▶ _Task prompt_: Exactly as given, write out the lines from the one containing "the grass shown" through the end of the listing, with both ends included and nothing else.

▶ _The data_:

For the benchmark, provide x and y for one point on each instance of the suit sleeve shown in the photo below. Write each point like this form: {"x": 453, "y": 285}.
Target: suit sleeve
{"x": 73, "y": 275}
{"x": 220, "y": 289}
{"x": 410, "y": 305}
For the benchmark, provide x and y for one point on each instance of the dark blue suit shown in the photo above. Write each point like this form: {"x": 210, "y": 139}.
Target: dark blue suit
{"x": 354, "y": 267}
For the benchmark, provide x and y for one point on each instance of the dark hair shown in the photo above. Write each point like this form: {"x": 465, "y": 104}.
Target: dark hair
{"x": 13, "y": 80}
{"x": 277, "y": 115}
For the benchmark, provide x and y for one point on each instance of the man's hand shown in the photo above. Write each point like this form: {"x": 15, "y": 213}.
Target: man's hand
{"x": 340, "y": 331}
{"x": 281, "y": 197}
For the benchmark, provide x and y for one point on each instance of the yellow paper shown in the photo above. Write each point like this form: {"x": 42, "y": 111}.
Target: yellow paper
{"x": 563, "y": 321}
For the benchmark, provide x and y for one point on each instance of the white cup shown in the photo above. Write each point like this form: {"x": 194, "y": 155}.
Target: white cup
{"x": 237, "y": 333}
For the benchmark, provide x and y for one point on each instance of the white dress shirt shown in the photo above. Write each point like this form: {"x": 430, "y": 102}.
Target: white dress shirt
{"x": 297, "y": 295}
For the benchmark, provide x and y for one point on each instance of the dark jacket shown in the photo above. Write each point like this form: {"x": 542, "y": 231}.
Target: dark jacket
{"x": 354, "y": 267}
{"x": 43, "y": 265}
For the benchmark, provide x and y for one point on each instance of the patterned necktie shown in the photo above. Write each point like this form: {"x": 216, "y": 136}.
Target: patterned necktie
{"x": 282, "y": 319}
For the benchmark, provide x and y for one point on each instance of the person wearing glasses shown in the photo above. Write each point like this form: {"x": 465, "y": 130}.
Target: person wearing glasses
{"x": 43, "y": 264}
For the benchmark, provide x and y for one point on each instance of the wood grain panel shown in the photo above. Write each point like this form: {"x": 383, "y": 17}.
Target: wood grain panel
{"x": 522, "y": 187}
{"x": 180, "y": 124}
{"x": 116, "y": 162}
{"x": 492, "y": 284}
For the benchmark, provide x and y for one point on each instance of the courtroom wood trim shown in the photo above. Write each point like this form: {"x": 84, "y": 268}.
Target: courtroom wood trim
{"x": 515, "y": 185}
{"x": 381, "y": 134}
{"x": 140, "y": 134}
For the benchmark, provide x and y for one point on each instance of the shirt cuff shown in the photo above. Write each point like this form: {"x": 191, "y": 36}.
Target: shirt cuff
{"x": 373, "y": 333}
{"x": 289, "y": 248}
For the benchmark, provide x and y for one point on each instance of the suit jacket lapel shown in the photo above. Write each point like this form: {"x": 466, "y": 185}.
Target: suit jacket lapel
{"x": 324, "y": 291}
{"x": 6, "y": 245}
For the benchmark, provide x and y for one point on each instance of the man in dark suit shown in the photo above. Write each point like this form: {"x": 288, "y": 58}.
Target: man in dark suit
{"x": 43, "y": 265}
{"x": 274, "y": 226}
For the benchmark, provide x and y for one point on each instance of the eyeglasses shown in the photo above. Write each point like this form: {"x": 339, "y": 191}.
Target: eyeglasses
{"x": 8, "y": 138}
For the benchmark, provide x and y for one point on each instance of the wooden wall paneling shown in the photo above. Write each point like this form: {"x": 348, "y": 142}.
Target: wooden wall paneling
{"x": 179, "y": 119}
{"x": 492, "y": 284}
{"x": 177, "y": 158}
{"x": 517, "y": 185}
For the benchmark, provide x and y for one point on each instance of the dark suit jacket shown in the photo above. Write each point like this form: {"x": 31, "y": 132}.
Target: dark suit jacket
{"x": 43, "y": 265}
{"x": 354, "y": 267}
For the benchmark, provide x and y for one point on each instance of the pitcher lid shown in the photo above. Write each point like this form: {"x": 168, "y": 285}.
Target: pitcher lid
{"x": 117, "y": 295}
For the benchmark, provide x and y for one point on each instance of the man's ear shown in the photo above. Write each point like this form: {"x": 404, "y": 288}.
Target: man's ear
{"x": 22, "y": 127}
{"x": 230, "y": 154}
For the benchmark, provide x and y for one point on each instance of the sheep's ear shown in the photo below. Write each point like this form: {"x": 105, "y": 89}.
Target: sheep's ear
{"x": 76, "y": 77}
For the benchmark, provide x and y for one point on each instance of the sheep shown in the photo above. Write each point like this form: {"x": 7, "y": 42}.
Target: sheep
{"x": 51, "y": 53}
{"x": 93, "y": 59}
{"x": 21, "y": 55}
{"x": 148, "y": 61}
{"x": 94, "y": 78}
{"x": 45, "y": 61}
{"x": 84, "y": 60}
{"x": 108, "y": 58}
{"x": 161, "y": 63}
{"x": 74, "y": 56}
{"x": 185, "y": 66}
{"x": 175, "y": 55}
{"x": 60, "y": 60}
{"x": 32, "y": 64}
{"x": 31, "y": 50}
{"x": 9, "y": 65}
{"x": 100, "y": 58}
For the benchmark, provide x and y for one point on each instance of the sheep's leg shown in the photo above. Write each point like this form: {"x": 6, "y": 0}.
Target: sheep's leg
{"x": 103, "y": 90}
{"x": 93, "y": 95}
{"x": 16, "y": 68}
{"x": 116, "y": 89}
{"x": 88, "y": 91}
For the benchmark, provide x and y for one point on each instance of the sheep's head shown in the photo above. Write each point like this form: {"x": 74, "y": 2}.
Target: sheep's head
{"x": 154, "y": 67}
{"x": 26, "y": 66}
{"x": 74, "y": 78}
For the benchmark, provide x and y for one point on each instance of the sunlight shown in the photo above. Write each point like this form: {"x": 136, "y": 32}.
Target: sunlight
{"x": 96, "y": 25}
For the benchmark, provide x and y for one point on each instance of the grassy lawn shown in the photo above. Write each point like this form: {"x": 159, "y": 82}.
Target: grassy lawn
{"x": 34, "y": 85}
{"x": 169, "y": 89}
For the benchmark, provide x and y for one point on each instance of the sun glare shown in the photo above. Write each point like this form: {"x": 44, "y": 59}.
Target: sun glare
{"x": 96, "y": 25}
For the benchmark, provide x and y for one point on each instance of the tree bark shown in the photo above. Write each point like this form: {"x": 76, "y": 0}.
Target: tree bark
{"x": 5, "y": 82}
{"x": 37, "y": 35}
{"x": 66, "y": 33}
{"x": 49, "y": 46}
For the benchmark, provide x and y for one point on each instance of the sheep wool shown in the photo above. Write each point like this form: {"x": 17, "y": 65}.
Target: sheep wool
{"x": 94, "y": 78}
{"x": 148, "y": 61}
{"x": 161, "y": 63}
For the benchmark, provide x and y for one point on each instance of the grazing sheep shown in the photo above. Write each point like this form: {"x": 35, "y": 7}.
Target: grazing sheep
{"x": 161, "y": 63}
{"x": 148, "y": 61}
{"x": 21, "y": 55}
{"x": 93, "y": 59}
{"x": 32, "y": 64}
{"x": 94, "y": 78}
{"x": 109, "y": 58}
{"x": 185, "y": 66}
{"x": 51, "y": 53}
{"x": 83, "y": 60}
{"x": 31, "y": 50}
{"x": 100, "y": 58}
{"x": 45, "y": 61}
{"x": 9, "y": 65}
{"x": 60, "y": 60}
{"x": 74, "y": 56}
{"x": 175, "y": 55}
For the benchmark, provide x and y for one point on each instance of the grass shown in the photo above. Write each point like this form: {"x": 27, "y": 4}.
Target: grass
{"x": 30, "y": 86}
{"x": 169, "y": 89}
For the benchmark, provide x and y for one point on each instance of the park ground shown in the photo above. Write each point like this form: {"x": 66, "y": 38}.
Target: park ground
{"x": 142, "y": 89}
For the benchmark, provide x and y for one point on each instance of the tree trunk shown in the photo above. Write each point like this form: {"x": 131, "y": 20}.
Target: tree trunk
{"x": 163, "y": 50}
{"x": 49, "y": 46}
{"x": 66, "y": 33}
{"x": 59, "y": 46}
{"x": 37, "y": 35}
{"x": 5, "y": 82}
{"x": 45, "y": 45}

▶ _Result for this task_:
For the benchmark, provide x and y for one point on each instance of the grass shown in the photo above. Write each point like this form: {"x": 27, "y": 4}.
Target: grass
{"x": 30, "y": 86}
{"x": 169, "y": 89}
For the benchmark, provide x and y for one point on each instance of the park ground shown in the photo above. Write each point like this form: {"x": 66, "y": 38}.
Target: park ground
{"x": 142, "y": 89}
For the benchmark, provide x and y for one point on each instance of the tree trunk shown in the photo above. Write each point like this form: {"x": 131, "y": 20}.
Target: tree trunk
{"x": 163, "y": 50}
{"x": 49, "y": 46}
{"x": 66, "y": 33}
{"x": 59, "y": 46}
{"x": 37, "y": 35}
{"x": 5, "y": 82}
{"x": 45, "y": 45}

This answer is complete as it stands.